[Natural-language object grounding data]
********

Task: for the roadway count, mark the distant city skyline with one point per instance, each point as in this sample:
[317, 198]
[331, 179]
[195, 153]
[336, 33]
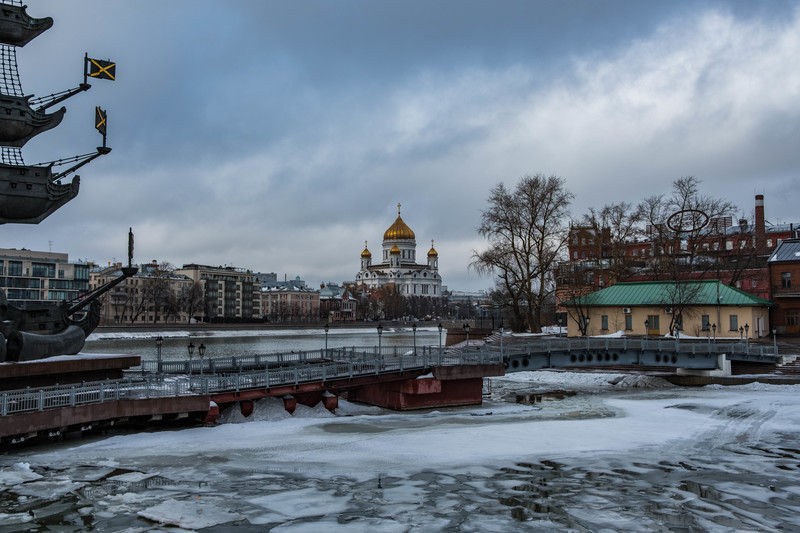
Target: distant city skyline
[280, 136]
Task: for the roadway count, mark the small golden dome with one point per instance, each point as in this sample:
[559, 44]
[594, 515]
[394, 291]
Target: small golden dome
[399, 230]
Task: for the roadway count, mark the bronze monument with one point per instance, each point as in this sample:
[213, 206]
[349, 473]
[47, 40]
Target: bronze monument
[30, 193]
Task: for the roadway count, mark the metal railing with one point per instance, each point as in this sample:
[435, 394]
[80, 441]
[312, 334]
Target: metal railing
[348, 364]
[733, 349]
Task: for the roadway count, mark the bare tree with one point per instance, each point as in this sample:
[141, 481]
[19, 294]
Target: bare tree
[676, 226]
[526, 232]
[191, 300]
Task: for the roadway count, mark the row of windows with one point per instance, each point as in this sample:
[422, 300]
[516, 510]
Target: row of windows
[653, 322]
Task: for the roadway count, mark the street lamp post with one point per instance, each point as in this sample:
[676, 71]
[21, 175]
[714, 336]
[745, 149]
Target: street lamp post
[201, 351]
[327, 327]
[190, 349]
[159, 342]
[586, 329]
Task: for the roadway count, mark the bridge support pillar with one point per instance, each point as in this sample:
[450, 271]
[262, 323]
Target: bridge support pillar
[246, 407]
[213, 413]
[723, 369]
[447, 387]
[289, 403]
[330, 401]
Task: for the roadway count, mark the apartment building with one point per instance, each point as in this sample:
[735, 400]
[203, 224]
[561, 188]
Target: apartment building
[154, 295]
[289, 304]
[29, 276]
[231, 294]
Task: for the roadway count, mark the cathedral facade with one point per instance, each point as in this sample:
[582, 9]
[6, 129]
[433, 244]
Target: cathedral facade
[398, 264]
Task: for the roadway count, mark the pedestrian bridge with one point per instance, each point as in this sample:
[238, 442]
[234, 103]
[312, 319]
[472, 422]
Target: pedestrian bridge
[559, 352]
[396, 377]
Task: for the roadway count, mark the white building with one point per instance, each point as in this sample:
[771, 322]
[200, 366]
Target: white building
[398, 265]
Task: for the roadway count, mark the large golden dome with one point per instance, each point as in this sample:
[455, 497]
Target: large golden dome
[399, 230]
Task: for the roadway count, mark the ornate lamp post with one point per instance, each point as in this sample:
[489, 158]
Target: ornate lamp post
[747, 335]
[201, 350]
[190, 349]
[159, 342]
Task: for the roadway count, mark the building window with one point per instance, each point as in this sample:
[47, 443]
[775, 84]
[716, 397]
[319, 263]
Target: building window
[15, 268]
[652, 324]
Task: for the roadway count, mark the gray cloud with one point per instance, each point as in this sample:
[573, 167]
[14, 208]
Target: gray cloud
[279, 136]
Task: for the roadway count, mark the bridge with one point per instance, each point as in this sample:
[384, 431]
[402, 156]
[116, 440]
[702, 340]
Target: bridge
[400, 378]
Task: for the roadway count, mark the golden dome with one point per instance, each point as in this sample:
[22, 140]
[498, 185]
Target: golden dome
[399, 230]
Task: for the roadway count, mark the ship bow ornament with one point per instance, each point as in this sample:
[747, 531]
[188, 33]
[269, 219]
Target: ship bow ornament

********

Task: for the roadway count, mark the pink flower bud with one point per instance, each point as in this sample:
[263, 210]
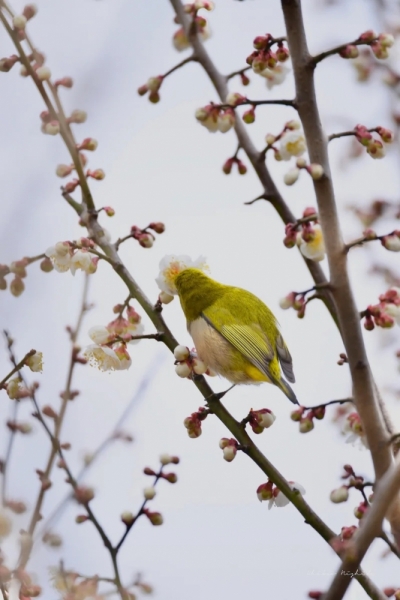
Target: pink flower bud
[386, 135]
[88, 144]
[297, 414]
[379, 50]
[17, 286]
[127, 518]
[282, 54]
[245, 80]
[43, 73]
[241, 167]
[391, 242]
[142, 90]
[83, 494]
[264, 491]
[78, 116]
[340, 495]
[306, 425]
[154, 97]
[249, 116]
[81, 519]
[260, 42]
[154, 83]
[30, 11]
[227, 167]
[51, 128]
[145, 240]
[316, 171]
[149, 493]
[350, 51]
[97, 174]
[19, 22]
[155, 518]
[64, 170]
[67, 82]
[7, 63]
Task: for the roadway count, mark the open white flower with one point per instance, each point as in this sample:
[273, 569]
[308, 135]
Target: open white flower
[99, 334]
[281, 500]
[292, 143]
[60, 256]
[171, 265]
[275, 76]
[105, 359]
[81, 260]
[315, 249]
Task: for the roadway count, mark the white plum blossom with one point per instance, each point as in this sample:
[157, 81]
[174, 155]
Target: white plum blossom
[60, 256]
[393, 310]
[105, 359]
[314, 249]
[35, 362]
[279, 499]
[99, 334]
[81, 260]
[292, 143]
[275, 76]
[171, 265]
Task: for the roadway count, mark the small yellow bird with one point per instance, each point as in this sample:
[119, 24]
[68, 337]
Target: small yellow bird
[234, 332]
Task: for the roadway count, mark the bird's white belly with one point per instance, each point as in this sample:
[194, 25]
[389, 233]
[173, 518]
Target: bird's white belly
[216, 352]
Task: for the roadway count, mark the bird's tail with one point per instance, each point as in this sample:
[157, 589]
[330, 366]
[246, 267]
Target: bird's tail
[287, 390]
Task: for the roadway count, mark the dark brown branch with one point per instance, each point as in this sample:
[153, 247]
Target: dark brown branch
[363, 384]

********

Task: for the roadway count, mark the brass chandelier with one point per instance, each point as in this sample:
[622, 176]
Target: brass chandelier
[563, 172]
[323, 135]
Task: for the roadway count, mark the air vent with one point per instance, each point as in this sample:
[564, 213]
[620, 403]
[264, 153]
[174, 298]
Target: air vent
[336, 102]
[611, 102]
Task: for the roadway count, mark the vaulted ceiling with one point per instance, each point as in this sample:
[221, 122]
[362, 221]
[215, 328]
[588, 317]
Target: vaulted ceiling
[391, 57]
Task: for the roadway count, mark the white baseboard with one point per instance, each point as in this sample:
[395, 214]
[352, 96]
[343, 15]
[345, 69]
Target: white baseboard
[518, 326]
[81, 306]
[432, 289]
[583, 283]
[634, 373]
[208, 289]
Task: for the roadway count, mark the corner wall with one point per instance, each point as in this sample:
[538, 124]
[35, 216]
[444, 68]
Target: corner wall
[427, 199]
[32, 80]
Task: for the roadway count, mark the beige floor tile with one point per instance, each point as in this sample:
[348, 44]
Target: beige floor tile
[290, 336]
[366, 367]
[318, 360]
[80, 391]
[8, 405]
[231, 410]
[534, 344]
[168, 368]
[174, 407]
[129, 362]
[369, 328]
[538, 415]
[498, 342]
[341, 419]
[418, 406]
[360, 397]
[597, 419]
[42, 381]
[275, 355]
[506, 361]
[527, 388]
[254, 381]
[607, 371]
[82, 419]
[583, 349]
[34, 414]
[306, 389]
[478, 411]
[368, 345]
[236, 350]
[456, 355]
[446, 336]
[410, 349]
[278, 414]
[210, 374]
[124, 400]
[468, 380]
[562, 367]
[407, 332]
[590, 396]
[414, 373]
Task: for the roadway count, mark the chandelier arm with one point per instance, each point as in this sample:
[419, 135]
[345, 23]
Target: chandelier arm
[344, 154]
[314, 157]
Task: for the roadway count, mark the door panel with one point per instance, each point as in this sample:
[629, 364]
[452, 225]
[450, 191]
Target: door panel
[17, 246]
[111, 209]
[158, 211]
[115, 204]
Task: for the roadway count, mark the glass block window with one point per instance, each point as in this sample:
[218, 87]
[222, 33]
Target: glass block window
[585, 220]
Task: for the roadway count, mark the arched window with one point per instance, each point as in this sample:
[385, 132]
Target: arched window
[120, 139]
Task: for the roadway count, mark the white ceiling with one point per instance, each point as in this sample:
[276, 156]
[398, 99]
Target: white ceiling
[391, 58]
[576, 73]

********

> [REQUIRED ACTION]: Check each line of the records above for the word "ship", count the lines that have it, and give only the count.

> [SOLUTION]: 2